OBJECTIVE 1
According to the book description, what is the book's binding made of?

ARTICLE
▼▼▼

Vocalized biblical text with accents, surrounded by paraphrase in a narrow outer column and commentary in long lines above and below, the pages set in formes (the outer forme of the outermost vellum sheet of each quire printed on the fesh side). Square Hebrew type 1:180 (text, headlines), semi-cursive Hebrew type 2:90 (paraphrase, commentary and colophon). 20-21 lines of text and headline and 40-42 lines of paraphrase to the full page, numbers of commentary lines varying, no printed signatures or catchwords. (Light yellowing of the hair sides of the sheets, some minor stains, a few small wormholes at beginning and end, but in VERY FINE CONDITION, WITH LARGE MARGINS.) 18th-century binding of brown sheep over pasteboard (front cover and spine gone, back cover preserved but worn and detached, original sewing somewhat defective, frst quire detached from the book block). Modern folding box.

▲▲▲

SUPPLIED MATERIAL
▼▼▼

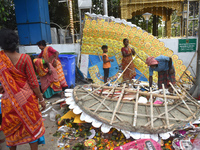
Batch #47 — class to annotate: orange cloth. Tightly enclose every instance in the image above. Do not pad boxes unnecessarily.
[121,48,136,81]
[42,46,68,87]
[102,53,111,68]
[0,51,45,146]
[146,57,158,66]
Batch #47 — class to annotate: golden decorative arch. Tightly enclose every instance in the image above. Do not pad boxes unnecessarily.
[120,0,184,37]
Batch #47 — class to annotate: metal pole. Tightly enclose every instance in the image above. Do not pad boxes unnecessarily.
[68,0,74,43]
[146,20,149,32]
[79,9,82,35]
[103,0,108,16]
[192,5,195,36]
[186,0,190,38]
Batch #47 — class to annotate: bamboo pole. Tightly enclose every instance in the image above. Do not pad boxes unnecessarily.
[179,52,197,81]
[91,84,185,100]
[94,86,116,112]
[162,84,169,129]
[133,86,140,126]
[169,82,196,119]
[179,85,199,106]
[110,83,126,125]
[144,101,183,126]
[150,87,153,128]
[83,88,123,121]
[154,107,166,126]
[135,67,148,83]
[88,108,188,122]
[145,106,150,122]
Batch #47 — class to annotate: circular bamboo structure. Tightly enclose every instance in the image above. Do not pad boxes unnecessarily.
[73,83,200,134]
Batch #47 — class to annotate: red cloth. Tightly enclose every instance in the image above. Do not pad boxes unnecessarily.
[15,54,39,89]
[114,139,162,150]
[0,51,45,146]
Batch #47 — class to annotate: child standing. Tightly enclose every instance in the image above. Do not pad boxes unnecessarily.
[101,45,114,83]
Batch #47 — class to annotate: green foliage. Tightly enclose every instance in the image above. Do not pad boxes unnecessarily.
[0,0,17,29]
[92,0,120,18]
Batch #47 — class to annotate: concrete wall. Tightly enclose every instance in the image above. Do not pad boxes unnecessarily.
[159,37,198,76]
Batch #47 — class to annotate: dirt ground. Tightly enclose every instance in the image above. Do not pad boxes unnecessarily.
[0,95,65,150]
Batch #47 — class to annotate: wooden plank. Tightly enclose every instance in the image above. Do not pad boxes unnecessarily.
[88,108,191,122]
[83,88,123,121]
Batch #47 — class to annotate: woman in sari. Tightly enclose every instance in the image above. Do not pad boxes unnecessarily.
[121,39,136,81]
[37,40,68,97]
[0,29,46,150]
[33,58,62,98]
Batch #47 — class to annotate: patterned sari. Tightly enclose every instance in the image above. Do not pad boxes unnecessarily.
[33,58,62,98]
[121,47,136,81]
[42,46,68,88]
[0,51,45,146]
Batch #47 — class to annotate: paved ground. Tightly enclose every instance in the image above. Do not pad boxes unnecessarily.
[0,95,64,150]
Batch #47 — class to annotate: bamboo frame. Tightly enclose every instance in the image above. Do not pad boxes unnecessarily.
[74,84,199,133]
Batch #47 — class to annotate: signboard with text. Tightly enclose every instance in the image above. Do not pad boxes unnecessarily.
[178,39,197,53]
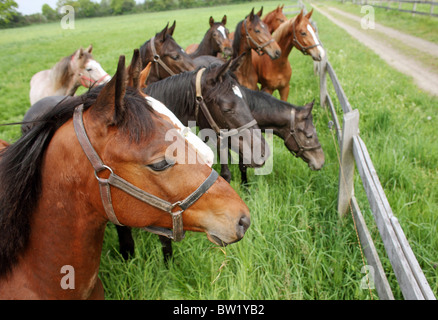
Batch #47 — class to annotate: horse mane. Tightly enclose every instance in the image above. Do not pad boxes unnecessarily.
[144,64,237,118]
[0,86,154,277]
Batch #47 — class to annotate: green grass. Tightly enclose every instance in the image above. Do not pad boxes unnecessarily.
[0,1,438,300]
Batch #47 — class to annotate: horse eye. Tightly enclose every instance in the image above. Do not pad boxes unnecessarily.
[148,159,174,171]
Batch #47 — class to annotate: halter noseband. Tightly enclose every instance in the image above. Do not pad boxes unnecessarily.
[292,20,321,55]
[195,68,257,141]
[73,104,218,241]
[284,109,321,158]
[243,19,275,56]
[150,36,175,76]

▲▲▲

OBJECTIVE 2
From the listing, write out the lines exactly, starting at the line that has "Batch #47 — class to annotate: woman" and stopping after the final line of the listing. Leave out the pictures.

TASK OUTPUT 1
Brown sheep over pasteboard.

TASK OUTPUT 2
Batch #47 — class to annotate: woman in sari. Tightly enclose every instance in the image above. Do not pad boxes unnecessarily.
[121,39,136,81]
[37,40,68,97]
[0,29,46,150]
[33,58,62,98]
Batch #47 — class to annotate: patterned sari. Tightly enclose every instance in the image above. Do not pad boxes unnecessarily.
[33,58,62,98]
[121,47,136,81]
[42,46,68,88]
[0,51,45,146]
Batch #47 — class to annotate: paved ground. Tightly enclose every instance in the image above. Do not pad boxes unnecessarily.
[0,95,64,150]
Batch #47 — class to annotate: bamboo frame. Tightly enclose every instance in the image above. Do not pad boxes unnecessarily.
[74,84,199,133]
Batch #47 — class to annotate: signboard with text. Tightly enclose every instance in the image above. Do not pad boxes unnecessarily.
[178,39,197,53]
Batch #47 — class to annotate: horse mane. Tightly enclose every instance in the image above. Do not pad boxes unnecessarily.
[144,64,237,118]
[0,86,154,277]
Batch #47 — class to annotate: green grass. Tightly enclose every instance in the image above. Do not pad boxes unnecessarily.
[0,1,438,300]
Batch #47 — class to annotate: horse eye. Tightly enclose every instance in the image above. Do not pad boxes unnecessarily.
[148,159,174,171]
Batch #47 — class to annotate: halter noseband. Tightly enclose every instance in the image above. Do not pad boxes unnecessarily.
[292,20,321,55]
[195,68,257,141]
[73,104,218,241]
[284,109,321,158]
[243,19,275,56]
[150,36,175,76]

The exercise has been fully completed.